* _Passage given_:
:::

COLT deadline is Fri. Feb. 7

Columbia University source.

Vladimir Vapnik is one of the founding visionaries of Computational Learning Theory. His papers in 1963 with his advisor Aleksandr Lerner and in 1964 with Aleksey Chervonenkis are considered foundational for the Support Vector Machine model, which Vapnik himself ushered into its modern form in 1995 in joint work with Corinna Cortes. Vapnik and Chervonenkis got their initials into the theory walk of fame with the concept of VC-dimension in statistical classification. A 2008 interview with him titled “Learning Has Just Started” is still featured on the permanent page of the Computational Learning Theory (COLT) conferences and association.

Today Ken and I wish to note that my colleague Nina Balcan is chairing the COLT 2014 program committee, and talk about ways we might simplify learning—at least learning our field.

COLT is being held in Barcelona, Spain, on June 13-15, 2014. This year is the {{3^{3}}^{rd}} in the series of this wonderful conference on computational aspects of learning theory. I have always liked this area, though I have only published a few papers on learning theory. I have a strange—unique?—view that this area is in many ways the inverse of cryptography. In crypto we try to make it hard to determine information from “experimental data,” while learning is all about making it easy to determine, at least approximately—information again from data. Indeed the main paper I have in a COLT, years ago, was on using the hardness of a learning problem to construct a crypto-system.

Ken and I have been thinking about learning a lot recently, not just about MOOCs or in our classes but actually writing a textbook on quantum computation. We started the text with the idea that we were going to “non-teach” over half of its traditional subject matter, and keep it under 100 pages, to avoid what we hear of as obstacles on the way to its beautiful core. Well some of the traditional elements have crept back in, and it’s pushing 140 pages, but we believe it amplifies by how it simplifies. We non-teach some of complexity theory as well, for instance by not writing the name of any complexity class until the last chapter. Across the board, of course, there is the problem of compacting all the rapidly expanding fields of computer science to keep the undergraduate curriculum manageable.

Shattering and VC

The VC dimension was, of course, the brilliant notion due to Vapnik and Chervonenkis. It is usually defined via the notion of shattering sets. I find this way of defining the VC dimension confusing. Perhaps I am just not an expert, not a regular user of this technology, or just slow. But I always find the usual definition confusing.

:::

Dataset entries
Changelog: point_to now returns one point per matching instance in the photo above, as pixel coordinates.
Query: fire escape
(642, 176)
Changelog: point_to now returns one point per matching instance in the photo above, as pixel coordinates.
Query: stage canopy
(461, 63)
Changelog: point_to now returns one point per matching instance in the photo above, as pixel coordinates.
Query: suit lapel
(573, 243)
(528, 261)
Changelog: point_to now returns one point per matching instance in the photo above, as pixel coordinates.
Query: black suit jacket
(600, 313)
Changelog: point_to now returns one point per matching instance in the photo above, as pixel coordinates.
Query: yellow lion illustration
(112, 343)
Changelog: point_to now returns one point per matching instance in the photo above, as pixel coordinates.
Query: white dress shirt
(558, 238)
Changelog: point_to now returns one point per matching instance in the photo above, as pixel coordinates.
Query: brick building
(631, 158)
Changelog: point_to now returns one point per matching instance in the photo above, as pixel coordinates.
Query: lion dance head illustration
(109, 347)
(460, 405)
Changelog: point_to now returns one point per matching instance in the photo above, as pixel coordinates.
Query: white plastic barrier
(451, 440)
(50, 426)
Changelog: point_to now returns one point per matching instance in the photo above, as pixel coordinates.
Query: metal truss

:::

* _What this task involves_: Extract everything in the learning theory excerpt from "The VC dimension was, of" down to "usual definition confusing.", copying it word for word. Rely on the learning theory excerpt alone.

* _Result of this exercise_:
The VC dimension was, of course, the brilliant notion due to Vapnik and Chervonenkis. It is usually defined via the notion of shattering sets. I find this way of defining the VC dimension confusing. Perhaps I am just not an expert, not a regular user of this technology, or just slow. But I always find the usual definition confusing.